(Given passage)

Spam, Spam, ...Lovely Spam

The signal-to-noise ratio of e-mail is rapidly declining. Spam has become the No. 1 scourge of our inbox. Sadly, it's getting harder and harder to distinguish spam from just plain, unsolicited junk. Nicolas Graham, the spokesperson for America Online, called spam the cold virus of the Internet. "It's going to exist in some form or another, like taxes or bad weather." As in any arms race, the sophistication of the aggressor—those generating spam—is in a tightly choreographed dance with those striving to save us from the onslaught, the spam filtering and legislative proposals to limit their distribution. There are multiple threads to this problem: technical, cultural, political, and legal.

Besides the implacable meat-based foodstuff, what is spam? The state of California has a definition that is nicely summarized by FindLaw ( Spam can be defined as "unsolicited e-mail documents," that is, "any e-mailed document or documents consisting of advertising material for the lease, sale, rental, gift offer, or other disposition of any realty, goods, services, or extension of credit when the documents (a) are addressed to recipients who do not have existing business or personal relationships with the initiator and (b) were not sent at the request of or with the consent of the recipient." (Section 17538.4, subd. (e))

To combat the rising tide of spam software companies have developed a variety of software tools to divert spam from landing in your inbox. The approaches taken tend to fall into the following general categories:

  • Content scanners
  • Distributed notification systems
  • Customized or manual blocking systems
  • Real-time blackhole lists (RBLs)

(End Given passage)

*Prompt 1*:
Extract everything from "To combat the" down to "blackhole lists (RBLs)" in the passage on spam.
*Prompt 2*:
According to the passage on spam, which company was Nicolas Graham the spokesperson for?

(Data for analysis)

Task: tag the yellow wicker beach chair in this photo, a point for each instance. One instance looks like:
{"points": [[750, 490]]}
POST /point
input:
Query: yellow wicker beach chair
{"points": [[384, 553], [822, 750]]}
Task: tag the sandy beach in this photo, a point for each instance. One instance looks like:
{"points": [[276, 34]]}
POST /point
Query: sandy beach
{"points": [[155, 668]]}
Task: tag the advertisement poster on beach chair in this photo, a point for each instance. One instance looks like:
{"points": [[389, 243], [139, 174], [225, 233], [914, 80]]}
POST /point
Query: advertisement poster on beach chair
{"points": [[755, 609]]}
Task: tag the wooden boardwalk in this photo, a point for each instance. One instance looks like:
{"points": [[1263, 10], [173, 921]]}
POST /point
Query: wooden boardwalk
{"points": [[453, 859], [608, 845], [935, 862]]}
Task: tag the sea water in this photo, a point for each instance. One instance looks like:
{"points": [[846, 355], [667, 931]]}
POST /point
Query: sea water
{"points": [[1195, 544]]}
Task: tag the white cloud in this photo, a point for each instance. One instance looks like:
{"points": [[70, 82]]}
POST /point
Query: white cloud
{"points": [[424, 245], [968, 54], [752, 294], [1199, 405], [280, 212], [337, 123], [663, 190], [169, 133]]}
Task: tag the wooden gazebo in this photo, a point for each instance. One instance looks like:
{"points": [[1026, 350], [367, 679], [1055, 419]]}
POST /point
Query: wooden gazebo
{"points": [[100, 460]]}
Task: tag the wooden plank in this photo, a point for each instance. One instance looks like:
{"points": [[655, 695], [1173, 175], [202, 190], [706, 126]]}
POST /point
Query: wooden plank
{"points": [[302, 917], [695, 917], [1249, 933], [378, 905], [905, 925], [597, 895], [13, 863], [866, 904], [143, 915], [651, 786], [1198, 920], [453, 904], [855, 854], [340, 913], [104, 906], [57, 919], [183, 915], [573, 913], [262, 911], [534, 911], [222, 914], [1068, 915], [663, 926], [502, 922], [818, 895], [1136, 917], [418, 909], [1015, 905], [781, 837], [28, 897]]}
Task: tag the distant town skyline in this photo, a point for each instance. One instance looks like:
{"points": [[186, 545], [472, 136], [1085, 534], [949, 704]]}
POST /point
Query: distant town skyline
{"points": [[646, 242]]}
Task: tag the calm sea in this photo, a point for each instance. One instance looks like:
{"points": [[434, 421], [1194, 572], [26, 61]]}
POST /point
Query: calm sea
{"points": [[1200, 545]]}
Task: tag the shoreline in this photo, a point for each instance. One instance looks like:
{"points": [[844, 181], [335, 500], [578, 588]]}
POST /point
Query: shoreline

(End Data for analysis)

*Result 1*:
To combat the rising tide of spam software companies have developed a variety of software tools to divert spam from landing in your inbox. The approaches taken tend to fall into the following general categories:

  • Content scanners
  • Distributed notification systems
  • Customized or manual blocking systems
  • Real-time blackhole lists (RBLs)

*Result 2*:
America Online